→ **Task prompt**: Below is a listing; copy all of it exactly.

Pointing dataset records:
+++
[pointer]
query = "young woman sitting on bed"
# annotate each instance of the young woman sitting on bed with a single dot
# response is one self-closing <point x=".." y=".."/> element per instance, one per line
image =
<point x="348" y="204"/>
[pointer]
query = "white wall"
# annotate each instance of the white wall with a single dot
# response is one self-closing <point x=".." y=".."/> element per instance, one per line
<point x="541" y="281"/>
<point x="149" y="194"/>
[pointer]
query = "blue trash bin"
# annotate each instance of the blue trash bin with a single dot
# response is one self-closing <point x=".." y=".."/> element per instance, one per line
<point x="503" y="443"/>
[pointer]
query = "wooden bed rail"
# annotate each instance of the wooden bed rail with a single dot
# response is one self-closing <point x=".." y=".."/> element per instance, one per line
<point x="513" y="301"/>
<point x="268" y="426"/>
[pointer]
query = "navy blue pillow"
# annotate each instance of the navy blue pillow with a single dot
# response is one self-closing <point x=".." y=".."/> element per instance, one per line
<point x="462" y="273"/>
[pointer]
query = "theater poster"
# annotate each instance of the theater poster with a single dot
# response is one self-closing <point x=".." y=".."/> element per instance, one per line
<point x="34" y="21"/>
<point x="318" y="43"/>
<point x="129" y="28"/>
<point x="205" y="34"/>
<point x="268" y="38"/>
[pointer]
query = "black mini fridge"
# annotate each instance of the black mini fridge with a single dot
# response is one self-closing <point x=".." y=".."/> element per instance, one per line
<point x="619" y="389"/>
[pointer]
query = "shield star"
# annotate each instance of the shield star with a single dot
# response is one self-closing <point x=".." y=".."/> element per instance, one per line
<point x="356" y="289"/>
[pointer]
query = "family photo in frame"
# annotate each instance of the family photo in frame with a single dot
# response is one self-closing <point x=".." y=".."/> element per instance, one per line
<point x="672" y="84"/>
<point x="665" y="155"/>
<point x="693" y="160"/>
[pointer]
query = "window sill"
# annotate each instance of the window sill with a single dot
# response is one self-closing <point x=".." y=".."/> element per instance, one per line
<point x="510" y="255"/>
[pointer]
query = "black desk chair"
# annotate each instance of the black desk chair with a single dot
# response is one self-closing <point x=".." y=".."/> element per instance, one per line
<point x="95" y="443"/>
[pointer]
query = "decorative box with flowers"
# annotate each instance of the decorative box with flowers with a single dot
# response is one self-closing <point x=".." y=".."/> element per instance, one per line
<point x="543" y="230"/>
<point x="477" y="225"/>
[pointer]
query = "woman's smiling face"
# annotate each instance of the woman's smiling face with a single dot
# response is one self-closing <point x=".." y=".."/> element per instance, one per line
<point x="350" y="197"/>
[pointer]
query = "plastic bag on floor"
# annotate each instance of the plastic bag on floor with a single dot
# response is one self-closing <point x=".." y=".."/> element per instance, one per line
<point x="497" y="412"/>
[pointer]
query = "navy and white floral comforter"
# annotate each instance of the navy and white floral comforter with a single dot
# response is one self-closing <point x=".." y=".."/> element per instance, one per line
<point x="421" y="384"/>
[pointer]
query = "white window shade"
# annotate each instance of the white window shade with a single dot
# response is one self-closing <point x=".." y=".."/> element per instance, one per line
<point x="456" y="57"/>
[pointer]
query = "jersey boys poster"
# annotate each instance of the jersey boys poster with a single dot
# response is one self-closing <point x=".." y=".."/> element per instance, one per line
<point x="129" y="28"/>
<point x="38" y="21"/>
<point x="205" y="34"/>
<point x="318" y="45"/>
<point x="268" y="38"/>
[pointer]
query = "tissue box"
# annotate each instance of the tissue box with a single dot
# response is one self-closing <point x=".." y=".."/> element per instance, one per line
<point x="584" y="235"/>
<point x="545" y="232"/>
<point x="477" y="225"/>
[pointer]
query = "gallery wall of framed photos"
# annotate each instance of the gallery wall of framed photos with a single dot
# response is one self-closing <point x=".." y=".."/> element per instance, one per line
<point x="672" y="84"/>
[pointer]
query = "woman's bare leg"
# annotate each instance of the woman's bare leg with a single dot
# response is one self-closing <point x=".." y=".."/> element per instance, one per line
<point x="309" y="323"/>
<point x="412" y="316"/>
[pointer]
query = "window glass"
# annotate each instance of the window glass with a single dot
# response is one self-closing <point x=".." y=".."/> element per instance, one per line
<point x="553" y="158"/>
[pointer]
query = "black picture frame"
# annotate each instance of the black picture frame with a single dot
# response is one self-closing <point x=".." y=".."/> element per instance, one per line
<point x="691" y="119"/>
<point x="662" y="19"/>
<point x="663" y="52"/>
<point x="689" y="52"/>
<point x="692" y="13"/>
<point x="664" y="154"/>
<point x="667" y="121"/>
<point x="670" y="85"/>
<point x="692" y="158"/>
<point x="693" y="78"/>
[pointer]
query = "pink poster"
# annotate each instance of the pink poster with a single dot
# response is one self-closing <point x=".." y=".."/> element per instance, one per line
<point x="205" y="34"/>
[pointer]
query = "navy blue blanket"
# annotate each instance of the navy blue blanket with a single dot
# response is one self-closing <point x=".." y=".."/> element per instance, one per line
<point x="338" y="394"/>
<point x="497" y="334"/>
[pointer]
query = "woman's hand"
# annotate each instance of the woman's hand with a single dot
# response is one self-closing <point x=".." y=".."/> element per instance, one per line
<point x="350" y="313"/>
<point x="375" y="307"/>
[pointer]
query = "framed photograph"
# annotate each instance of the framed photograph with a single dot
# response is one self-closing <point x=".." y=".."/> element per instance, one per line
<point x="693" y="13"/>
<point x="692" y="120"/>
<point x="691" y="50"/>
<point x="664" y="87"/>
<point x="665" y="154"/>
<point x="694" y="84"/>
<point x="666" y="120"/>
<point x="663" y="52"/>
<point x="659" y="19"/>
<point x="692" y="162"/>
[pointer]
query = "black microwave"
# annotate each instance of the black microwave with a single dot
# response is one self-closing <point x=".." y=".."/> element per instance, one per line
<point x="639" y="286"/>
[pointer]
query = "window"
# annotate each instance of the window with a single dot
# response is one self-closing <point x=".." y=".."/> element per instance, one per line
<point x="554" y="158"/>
+++
→ **Result for this exercise**:
[pointer]
query = "young woman sitting on bed"
# annotate each instance of the young woman sitting on bed with a single dot
# response is one self-closing <point x=".." y=".."/> element per instance, one per line
image =
<point x="348" y="204"/>
[pointer]
query = "white wall"
# annotate each instance of the white wall with a single dot
# response is one self-closing <point x=".." y=".."/> element per instance, one per line
<point x="541" y="281"/>
<point x="149" y="194"/>
[pointer]
query = "blue trash bin"
# annotate each instance of the blue trash bin with a single dot
# response is one self-closing <point x=".." y=".."/> element per instance, one per line
<point x="503" y="443"/>
[pointer]
query = "wooden bed rail"
# annotate each instance of the wooden bed rail with a single dot
# response is one self-closing <point x=".." y=".."/> element per instance, one per line
<point x="513" y="301"/>
<point x="268" y="426"/>
[pointer]
query = "navy blue pillow"
# annotate each instance of the navy blue pillow with a single dot
# response is one self-closing <point x=".." y=".."/> element per instance, one per line
<point x="462" y="273"/>
[pointer]
query = "theater poster"
# annotate each instance of the theater poster with a single dot
# response is one self-closing <point x=".." y=".."/> element per instance, one per line
<point x="34" y="21"/>
<point x="318" y="43"/>
<point x="129" y="28"/>
<point x="205" y="34"/>
<point x="268" y="38"/>
[pointer]
query = "black mini fridge"
# annotate each instance of the black mini fridge with a single dot
# response is one self-closing <point x=".." y=".."/> element per instance, one per line
<point x="619" y="389"/>
[pointer]
query = "shield star"
# annotate each instance of the shield star with a single dot
# response is one self-closing <point x=".." y=".."/> element per instance, one per line
<point x="356" y="289"/>
[pointer]
query = "family photo in frame"
# annotate each instance of the family photo in frame with a single dot
# response is one self-closing <point x=".." y=".."/> element per instance, one per line
<point x="672" y="84"/>
<point x="665" y="155"/>
<point x="693" y="160"/>
[pointer]
query = "window sill"
# annotate each instance of the window sill with a single dot
# response is one self-closing <point x=".." y=".."/> element per instance, one per line
<point x="510" y="255"/>
[pointer]
query = "black desk chair"
# annotate each instance of the black desk chair with a single dot
# response is one self-closing <point x=".." y=".."/> element per instance, one per line
<point x="95" y="443"/>
[pointer]
query = "decorative box with flowers"
# annotate each instance of the decorative box with flowers with a single dot
# response is one self-closing <point x=".." y=".."/> element per instance, one per line
<point x="543" y="230"/>
<point x="477" y="225"/>
[pointer]
query = "woman's smiling face"
# annotate each instance of the woman's smiling face with a single dot
# response is one self-closing <point x=".." y=".."/> element per instance, one per line
<point x="350" y="197"/>
[pointer]
query = "plastic bag on floor"
# annotate each instance of the plastic bag on floor with a single dot
# response is one self-closing <point x=".." y=".."/> element per instance, one per line
<point x="497" y="412"/>
[pointer]
query = "navy and white floral comforter"
# annotate each instance of the navy and white floral comforter with a single dot
# response is one self-closing <point x=".." y=".."/> element per instance, one per line
<point x="421" y="384"/>
[pointer]
query = "white window shade"
# annotate each instance of the white window shade with a single dot
# response is one self-closing <point x=".." y=".."/> element per instance, one per line
<point x="456" y="57"/>
[pointer]
query = "jersey boys poster"
# annotate each instance of the jersey boys poster with a single dot
# response is one self-closing <point x=".." y=".."/> element per instance, one per line
<point x="129" y="28"/>
<point x="38" y="21"/>
<point x="205" y="34"/>
<point x="318" y="45"/>
<point x="268" y="38"/>
[pointer]
query = "tissue box"
# annotate each instance of the tissue box with a single dot
# response is one self-closing <point x=".." y=".."/> element per instance, one per line
<point x="584" y="235"/>
<point x="545" y="232"/>
<point x="477" y="225"/>
[pointer]
query = "gallery wall of framed photos"
# annotate each instance of the gallery wall of framed photos with a single dot
# response is one self-closing <point x=".." y=".."/> element per instance, one per line
<point x="672" y="84"/>
[pointer]
query = "woman's bare leg"
# annotate each instance of the woman's bare leg with a single dot
# response is one self-closing <point x=".." y=".."/> element per instance, one per line
<point x="309" y="323"/>
<point x="412" y="316"/>
[pointer]
query = "window glass"
# annotate each instance of the window glass with a single dot
# response is one self-closing <point x=".." y=".."/> element per instance, one per line
<point x="553" y="158"/>
[pointer]
query = "black picture frame"
# annotate each instance of the black picture frame with a single dot
# response is one self-closing <point x=".." y=".."/> element per instance, one per line
<point x="691" y="119"/>
<point x="662" y="19"/>
<point x="663" y="52"/>
<point x="689" y="52"/>
<point x="692" y="13"/>
<point x="664" y="154"/>
<point x="667" y="121"/>
<point x="670" y="85"/>
<point x="692" y="158"/>
<point x="693" y="78"/>
[pointer]
query = "pink poster"
# annotate each instance of the pink poster with a single dot
# response is one self-closing <point x=".." y=".."/> element per instance, one per line
<point x="205" y="34"/>
[pointer]
query = "navy blue blanket"
# annotate each instance of the navy blue blanket with a single dot
# response is one self-closing <point x=".." y=".."/> element per instance, one per line
<point x="338" y="394"/>
<point x="497" y="334"/>
[pointer]
query = "woman's hand"
# annotate each instance of the woman's hand with a single dot
# response is one self-closing <point x=".." y=".."/> element per instance, one per line
<point x="350" y="313"/>
<point x="375" y="307"/>
[pointer]
query = "framed photograph"
# annotate each instance of the framed photograph with a single dot
# response is one self-closing <point x=".." y=".."/> element per instance, one per line
<point x="693" y="13"/>
<point x="692" y="120"/>
<point x="691" y="50"/>
<point x="664" y="87"/>
<point x="665" y="154"/>
<point x="694" y="84"/>
<point x="666" y="120"/>
<point x="663" y="52"/>
<point x="659" y="19"/>
<point x="692" y="162"/>
[pointer]
query = "black microwave"
# annotate each instance of the black microwave with a single dot
# response is one self-closing <point x=".." y=".."/> element per instance, one per line
<point x="639" y="286"/>
[pointer]
query = "window"
# annotate each instance of the window with a single dot
# response is one self-closing <point x=".." y=".."/> element per instance, one per line
<point x="554" y="158"/>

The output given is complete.